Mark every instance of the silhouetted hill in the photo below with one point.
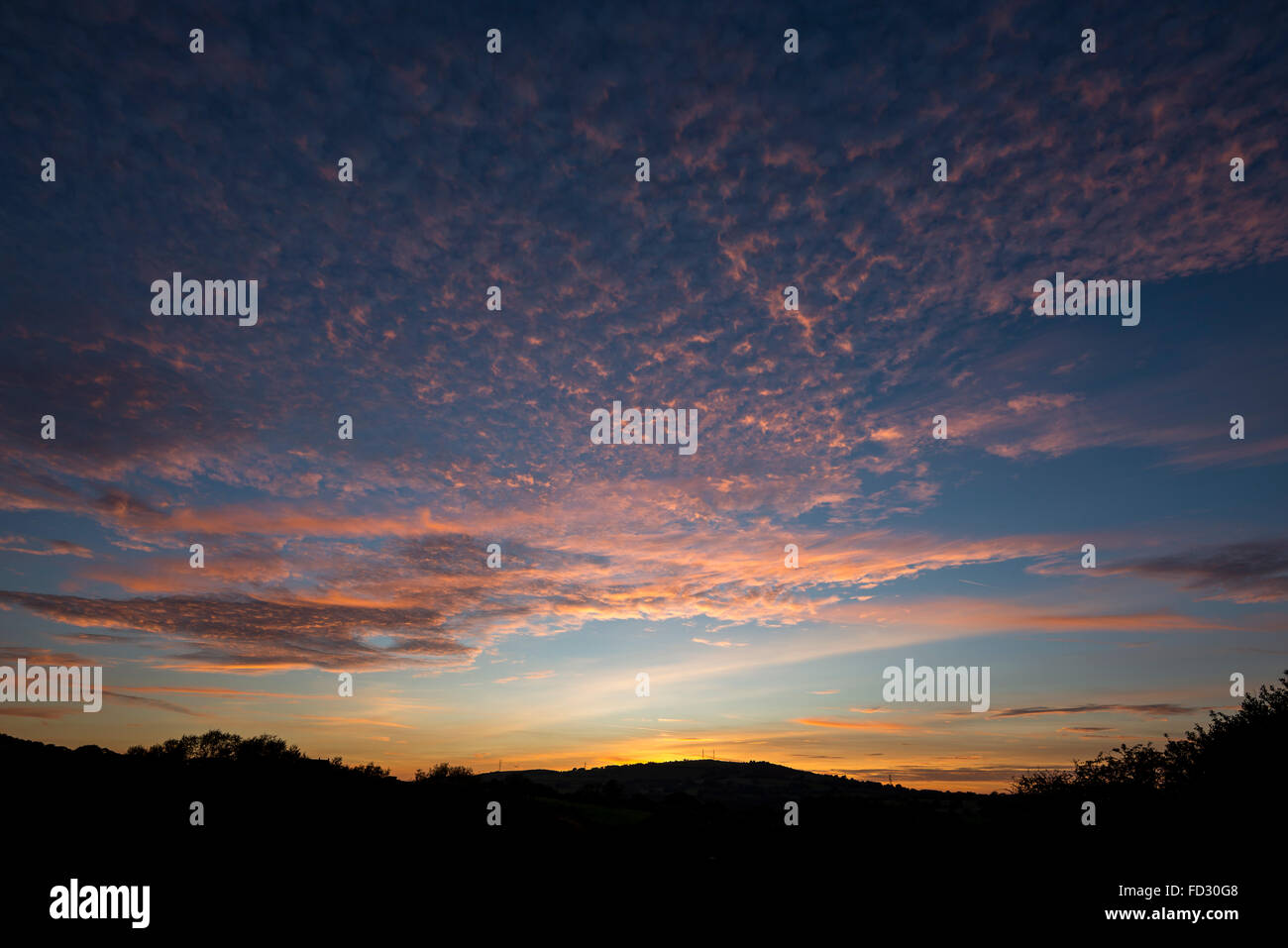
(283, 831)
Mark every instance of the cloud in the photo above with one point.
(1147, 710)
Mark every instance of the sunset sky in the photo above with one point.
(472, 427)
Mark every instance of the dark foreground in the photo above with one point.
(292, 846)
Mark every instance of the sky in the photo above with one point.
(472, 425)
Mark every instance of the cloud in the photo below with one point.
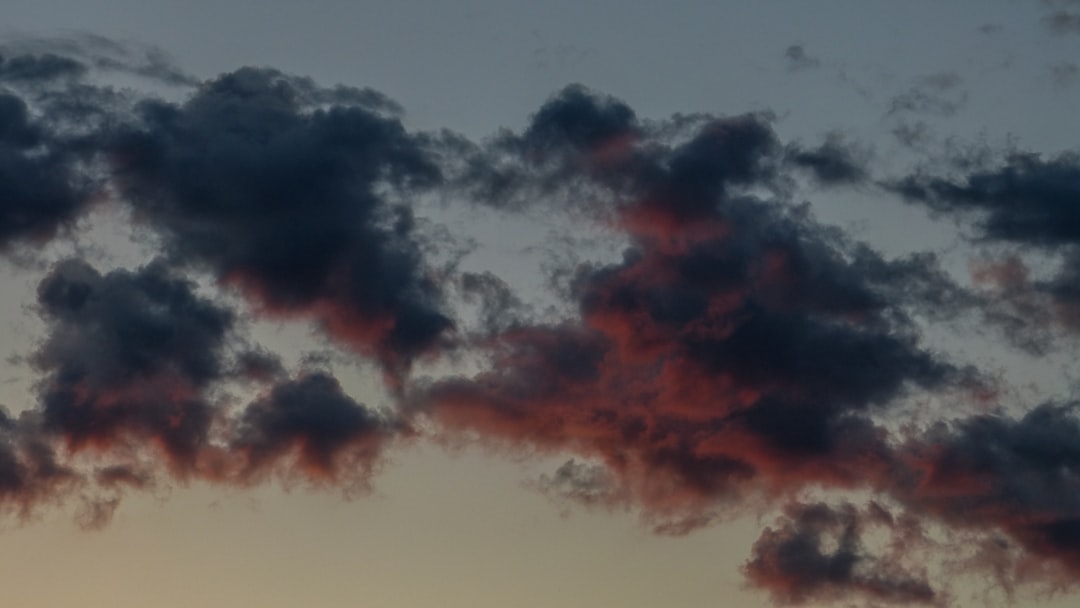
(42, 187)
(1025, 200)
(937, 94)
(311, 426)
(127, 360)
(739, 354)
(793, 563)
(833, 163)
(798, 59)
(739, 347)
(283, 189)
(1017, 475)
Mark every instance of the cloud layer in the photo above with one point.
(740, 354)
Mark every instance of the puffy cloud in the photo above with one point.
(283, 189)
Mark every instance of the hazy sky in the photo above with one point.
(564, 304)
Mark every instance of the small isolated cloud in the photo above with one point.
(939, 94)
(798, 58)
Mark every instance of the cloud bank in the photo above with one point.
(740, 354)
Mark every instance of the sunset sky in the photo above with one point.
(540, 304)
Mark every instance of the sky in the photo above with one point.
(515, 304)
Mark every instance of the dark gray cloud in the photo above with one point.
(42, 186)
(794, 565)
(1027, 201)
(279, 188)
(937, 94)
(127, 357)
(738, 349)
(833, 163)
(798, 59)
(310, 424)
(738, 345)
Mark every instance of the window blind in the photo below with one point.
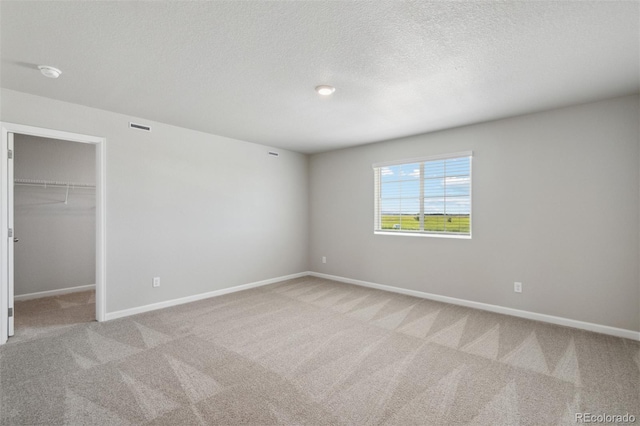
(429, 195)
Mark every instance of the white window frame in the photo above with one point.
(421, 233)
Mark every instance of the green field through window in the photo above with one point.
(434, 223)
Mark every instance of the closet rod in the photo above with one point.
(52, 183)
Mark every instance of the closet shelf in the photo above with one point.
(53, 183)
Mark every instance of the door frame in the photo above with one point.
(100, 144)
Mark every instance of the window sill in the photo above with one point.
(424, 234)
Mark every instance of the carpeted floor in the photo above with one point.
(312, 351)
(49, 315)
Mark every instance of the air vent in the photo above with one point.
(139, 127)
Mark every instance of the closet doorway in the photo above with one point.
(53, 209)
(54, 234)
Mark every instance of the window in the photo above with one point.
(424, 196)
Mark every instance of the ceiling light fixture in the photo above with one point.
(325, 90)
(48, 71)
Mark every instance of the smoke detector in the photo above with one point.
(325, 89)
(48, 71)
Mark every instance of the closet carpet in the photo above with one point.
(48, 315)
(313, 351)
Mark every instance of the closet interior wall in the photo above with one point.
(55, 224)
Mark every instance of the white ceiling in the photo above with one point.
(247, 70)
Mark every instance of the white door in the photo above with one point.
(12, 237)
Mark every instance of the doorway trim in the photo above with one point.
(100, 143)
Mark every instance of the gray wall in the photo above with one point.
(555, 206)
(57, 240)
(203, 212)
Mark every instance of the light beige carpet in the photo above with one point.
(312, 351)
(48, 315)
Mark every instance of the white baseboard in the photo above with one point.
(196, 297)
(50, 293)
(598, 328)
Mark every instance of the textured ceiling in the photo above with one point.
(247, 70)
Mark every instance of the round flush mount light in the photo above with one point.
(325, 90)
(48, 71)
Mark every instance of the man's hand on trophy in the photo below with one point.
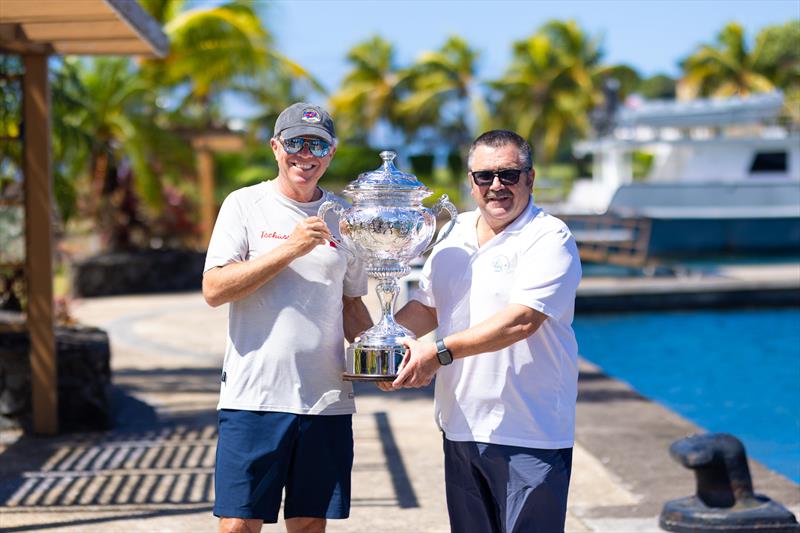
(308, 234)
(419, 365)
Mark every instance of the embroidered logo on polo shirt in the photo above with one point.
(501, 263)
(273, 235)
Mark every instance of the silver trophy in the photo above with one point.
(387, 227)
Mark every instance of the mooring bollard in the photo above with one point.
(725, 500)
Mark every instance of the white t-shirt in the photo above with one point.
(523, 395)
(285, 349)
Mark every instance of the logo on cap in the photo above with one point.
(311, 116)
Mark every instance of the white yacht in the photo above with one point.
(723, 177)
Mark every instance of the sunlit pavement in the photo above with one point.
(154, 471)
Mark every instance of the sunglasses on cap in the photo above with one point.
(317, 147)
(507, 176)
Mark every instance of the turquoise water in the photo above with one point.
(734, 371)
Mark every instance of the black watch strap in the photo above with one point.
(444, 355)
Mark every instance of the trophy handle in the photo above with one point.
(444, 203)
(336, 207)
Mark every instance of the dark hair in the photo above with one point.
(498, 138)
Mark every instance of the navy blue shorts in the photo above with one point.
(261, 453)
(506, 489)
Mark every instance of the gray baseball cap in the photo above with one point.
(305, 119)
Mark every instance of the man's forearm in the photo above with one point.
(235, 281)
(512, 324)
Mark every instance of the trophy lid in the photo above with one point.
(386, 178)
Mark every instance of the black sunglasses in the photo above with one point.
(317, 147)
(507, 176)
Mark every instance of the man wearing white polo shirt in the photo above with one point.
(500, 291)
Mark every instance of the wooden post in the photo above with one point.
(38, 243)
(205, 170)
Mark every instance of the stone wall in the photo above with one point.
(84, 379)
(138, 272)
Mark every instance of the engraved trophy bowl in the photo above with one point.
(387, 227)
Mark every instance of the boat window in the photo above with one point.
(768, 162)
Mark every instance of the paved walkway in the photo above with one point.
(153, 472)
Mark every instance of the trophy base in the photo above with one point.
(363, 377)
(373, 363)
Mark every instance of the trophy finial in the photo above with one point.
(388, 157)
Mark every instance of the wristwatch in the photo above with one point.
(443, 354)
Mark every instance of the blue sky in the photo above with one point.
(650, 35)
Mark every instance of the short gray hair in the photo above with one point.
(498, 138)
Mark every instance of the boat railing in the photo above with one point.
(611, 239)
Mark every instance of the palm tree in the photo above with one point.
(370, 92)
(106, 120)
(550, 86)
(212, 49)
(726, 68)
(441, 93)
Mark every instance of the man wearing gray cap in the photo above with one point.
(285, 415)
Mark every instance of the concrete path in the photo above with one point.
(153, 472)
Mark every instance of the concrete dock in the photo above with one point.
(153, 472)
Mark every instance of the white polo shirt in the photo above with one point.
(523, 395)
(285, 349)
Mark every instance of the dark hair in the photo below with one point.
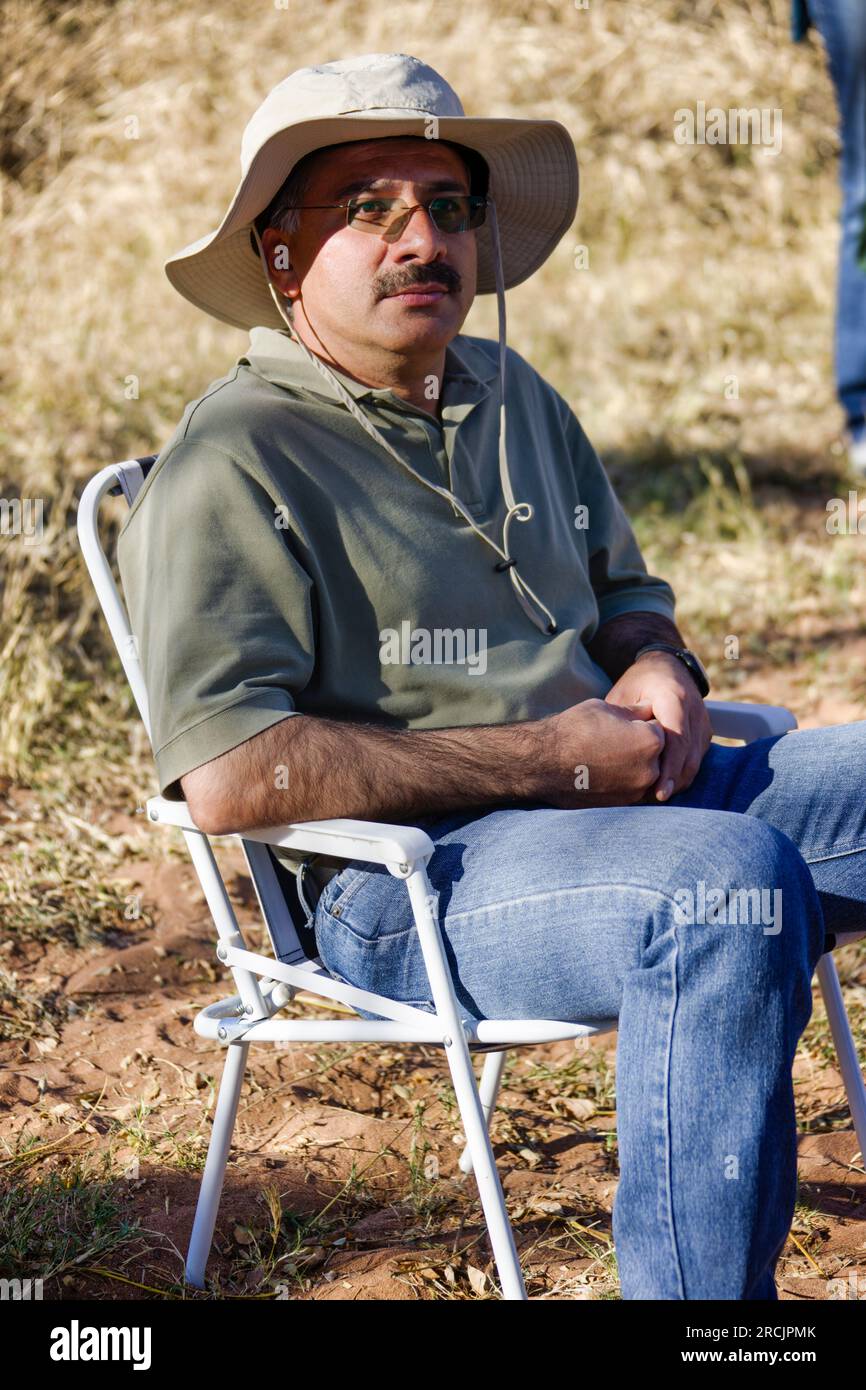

THE EXERCISE: Reproduce everything from the line containing "Mark every instance of the boat railing" down to the end of the listing, both ends included, keeping every line of text. Multiply each point coordinate by 0.5 and round it to a whole number, with halves rounding up, and leave the pictures out.

FULL ANSWER:
Mark every instance of the boat railing in the photo above with one point.
(306, 120)
Mark every instance of the palm tree in the photo above with one point.
(185, 46)
(53, 60)
(275, 43)
(106, 25)
(363, 34)
(221, 47)
Mark every instance of the man wearing gray cap in the photo above with one point.
(143, 208)
Mark every instance of the concrete path in the photo above with one point.
(77, 236)
Mark every instance of the concrete dock in the photo above with one point.
(77, 236)
Mark every instance of the white polo shirt in the photo above with one point.
(262, 198)
(143, 175)
Mark every instance of the dark hair in the photo below with one point.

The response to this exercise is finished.